(Dataset items)
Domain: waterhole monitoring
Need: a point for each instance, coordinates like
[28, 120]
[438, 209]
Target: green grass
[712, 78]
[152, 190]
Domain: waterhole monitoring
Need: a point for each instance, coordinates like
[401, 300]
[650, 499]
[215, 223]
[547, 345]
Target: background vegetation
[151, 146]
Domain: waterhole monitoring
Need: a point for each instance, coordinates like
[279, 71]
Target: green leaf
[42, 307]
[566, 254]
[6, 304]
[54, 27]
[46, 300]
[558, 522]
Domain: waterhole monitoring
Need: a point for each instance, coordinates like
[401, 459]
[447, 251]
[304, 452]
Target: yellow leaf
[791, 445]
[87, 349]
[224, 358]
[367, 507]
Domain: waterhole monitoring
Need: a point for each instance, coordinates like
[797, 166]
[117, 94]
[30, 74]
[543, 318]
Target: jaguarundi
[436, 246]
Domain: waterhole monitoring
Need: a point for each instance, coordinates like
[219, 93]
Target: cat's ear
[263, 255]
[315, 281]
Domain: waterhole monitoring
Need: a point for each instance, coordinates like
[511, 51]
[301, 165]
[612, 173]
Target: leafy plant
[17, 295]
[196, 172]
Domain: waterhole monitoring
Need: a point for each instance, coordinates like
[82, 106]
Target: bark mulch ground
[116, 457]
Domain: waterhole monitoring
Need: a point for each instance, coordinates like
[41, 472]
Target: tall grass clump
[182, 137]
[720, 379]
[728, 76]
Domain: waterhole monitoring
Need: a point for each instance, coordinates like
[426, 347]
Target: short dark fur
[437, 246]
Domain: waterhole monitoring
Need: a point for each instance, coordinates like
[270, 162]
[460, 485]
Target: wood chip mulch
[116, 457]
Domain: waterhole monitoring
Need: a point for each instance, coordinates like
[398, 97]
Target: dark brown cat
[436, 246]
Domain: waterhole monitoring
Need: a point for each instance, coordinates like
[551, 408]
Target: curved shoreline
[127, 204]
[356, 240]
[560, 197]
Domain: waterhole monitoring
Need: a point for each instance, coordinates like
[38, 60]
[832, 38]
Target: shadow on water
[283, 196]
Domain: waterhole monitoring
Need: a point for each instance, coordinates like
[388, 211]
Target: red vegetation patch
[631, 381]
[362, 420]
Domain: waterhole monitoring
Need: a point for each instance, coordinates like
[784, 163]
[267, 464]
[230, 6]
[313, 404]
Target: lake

— Description of the task —
Copy out each entry exactly, leaving nothing out.

— Task solution —
Domain: waterhole monitoring
Need: a point for each instance, coordinates like
[28, 120]
[438, 209]
Target: green grass
[712, 78]
[152, 190]
Domain: waterhole monitoring
Need: a point for each instance, coordinates like
[401, 300]
[650, 499]
[215, 223]
[547, 345]
Target: background vegetation
[151, 146]
Domain: waterhole monitoring
Need: a point for each instance, coordinates like
[279, 71]
Target: green leaf
[42, 307]
[566, 254]
[6, 304]
[54, 27]
[46, 300]
[558, 522]
Domain: waterhole monitoring
Need: a point for each instance, coordinates like
[401, 459]
[447, 251]
[304, 452]
Target: yellow leaf
[791, 445]
[87, 349]
[224, 358]
[367, 507]
Domain: waterhole monitoring
Need: a point for each instance, coordinates like
[797, 166]
[117, 94]
[30, 74]
[543, 318]
Target: jaguarundi
[436, 246]
Domain: waterhole monitoring
Need: a point for each instance, coordinates like
[219, 93]
Target: cat's ear
[263, 255]
[315, 281]
Domain: waterhole monitoring
Need: a point for each instance, coordinates like
[511, 51]
[301, 165]
[612, 173]
Target: leafy plant
[17, 295]
[196, 172]
Domain: waterhole monitoring
Need: a point for each instance, coordinates like
[82, 106]
Target: bark mulch ground
[116, 457]
Domain: waterhole monitoring
Need: a point for each instance, coordinates like
[41, 472]
Target: tall grass clump
[182, 137]
[720, 379]
[728, 76]
Domain: waterhole monitoring
Need: a point for each instance, coordinates like
[426, 347]
Target: short dark fur
[437, 246]
Domain: waterhole monitoring
Need: a point for each instance, coordinates like
[270, 162]
[460, 485]
Target: wood chip mulch
[116, 457]
Domain: waterhole monitoring
Need: a point for each instance, coordinates like
[398, 97]
Target: dark brown cat
[436, 246]
Domain: waterhole monitoring
Need: a point for each instance, coordinates like
[551, 408]
Target: curved shoreline
[127, 204]
[356, 240]
[560, 197]
Domain: waterhole monitoring
Need: a point for each instance, coordinates like
[38, 60]
[832, 38]
Target: shadow on water
[283, 196]
Domain: waterhole monitoring
Need: a point for each instance, coordinates like
[388, 211]
Target: red vegetation patch
[631, 381]
[362, 420]
Domain: waterhole monitoring
Need: a point for each instance, coordinates like
[784, 163]
[267, 464]
[230, 6]
[313, 404]
Target: lake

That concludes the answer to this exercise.